Start of Passage shown
Cui: China ready to improve US relations before election
By ZHAO HUANXIN in Washington | chinadaily.com.cn | Updated: 2020-08-20 09:42
"Alarmingly, there are attempts now to negate what has been built up so painstakingly by generations of Chinese and Americans over the decades and to deliberately push our two countries into conflict and confrontation," Cui said.
"I hope people will not try to negate all this and let the relationship go down a very dangerous path," he added.
The Chinese ambassador said none of the major international crises in the 21st century — the Sept 11 terrorist attacks, the global financial crisis of 2008, and the current COVID-19 pandemic — could be resolved with the toolbox of great-power competition, as they are all of a strategic nature.
"It is natural for major countries to have differences and even competition, but they do not justify confrontation," Cui said. "Stigmatization will not make anybody great. Ideological crusades will not solve any problem in today's world and are doomed to fail."
He warned that it is "nothing but wishful thinking" to believe that stoking confrontation could slow down and contain China's development and even bring about a regime change, as history has proved repeatedly that external pressure will only make China stronger and lead to greater unity of its people.
For those who like the term "Cold War" and those bolstered by their victory in the Cold War, Cui cautioned that they should not forget the price the world paid for it over four decades.
End of Passage shown
Start of Information
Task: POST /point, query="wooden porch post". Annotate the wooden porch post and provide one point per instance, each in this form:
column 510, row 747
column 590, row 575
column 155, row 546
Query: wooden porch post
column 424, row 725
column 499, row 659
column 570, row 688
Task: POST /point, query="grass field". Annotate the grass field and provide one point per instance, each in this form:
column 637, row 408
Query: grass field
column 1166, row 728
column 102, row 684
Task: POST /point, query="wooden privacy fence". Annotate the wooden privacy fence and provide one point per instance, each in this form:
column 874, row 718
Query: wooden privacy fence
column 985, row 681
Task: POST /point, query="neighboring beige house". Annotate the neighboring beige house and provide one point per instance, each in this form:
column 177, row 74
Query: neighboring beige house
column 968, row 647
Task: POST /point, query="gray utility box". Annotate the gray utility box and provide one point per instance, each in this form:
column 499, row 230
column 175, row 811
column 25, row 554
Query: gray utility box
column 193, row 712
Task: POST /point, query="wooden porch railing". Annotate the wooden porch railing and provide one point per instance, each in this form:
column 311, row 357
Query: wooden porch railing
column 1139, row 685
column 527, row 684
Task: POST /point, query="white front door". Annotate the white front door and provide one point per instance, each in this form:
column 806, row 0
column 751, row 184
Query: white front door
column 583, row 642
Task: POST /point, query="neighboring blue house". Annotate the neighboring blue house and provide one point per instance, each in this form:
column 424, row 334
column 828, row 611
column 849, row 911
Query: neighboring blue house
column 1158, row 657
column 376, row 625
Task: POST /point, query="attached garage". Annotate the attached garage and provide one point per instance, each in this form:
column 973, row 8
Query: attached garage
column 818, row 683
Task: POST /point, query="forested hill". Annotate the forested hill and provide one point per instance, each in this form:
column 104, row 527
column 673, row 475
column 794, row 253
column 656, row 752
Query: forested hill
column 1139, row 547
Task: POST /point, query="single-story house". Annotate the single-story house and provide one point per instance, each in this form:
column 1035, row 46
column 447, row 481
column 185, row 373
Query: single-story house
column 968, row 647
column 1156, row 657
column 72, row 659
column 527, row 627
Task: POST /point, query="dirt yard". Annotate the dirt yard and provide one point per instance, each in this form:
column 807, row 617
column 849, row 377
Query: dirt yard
End of Information
Activity 1 - Reproduce the article about Cui's remarks from "For those who" up to and including "over four decades.".
Activity 2 - In the article about Cui's remarks, which three 21st-century international crises does he name?
Activity 3 - Resume the article about Cui's remarks after its last sentence.
The listing above comes from a separate source, unrelated to the article about Cui's remarks.

Task answer 1 -
For those who like the term "Cold War" and those bolstered by their victory in the Cold War, Cui cautioned that they should not forget the price the world paid for it over four decades.

Task answer 2 - The Sept 11 terrorist attacks, the global financial crisis of 2008, and the COVID-19 pandemic.

Task answer 3 -
In particular, he pointed out that the United States and other countries paid bitter costs in the two hot wars, the Korean War and the Vietnam War, fought during the Cold War.
"If the negative trend of China-US relations is allowed to continue, China might have to face more difficulties and challenges. But the initiators of the so-called ‘New Cold War' must weigh the costs they have to pay and the consequences for the world," he said. "For whom the bell tolls, there will be a day of reckoning."
Cui said the US has to make a "fundamental choice" — whether getting ready to work with China and other countries to ensure the international order and global system meets the needs of the entire world — or instead remain obsessed with a zero-sum game and major-power competition and let the situation spiral out of control and fall into the "Thucydides Trap".
"I just hope that they will free themselves from the panic and paranoid, which is costing them common sense in such a shocking way," Cui said.
Instead, people from all walks of life in China and the US should stay guarded against "vicious" attempts to push the bilateral relationship to confrontation and conflict, resist any resurgence of McCarthyism, and expand two-way exchanges and cooperation to get the China-US relationship back on the right track, he concluded.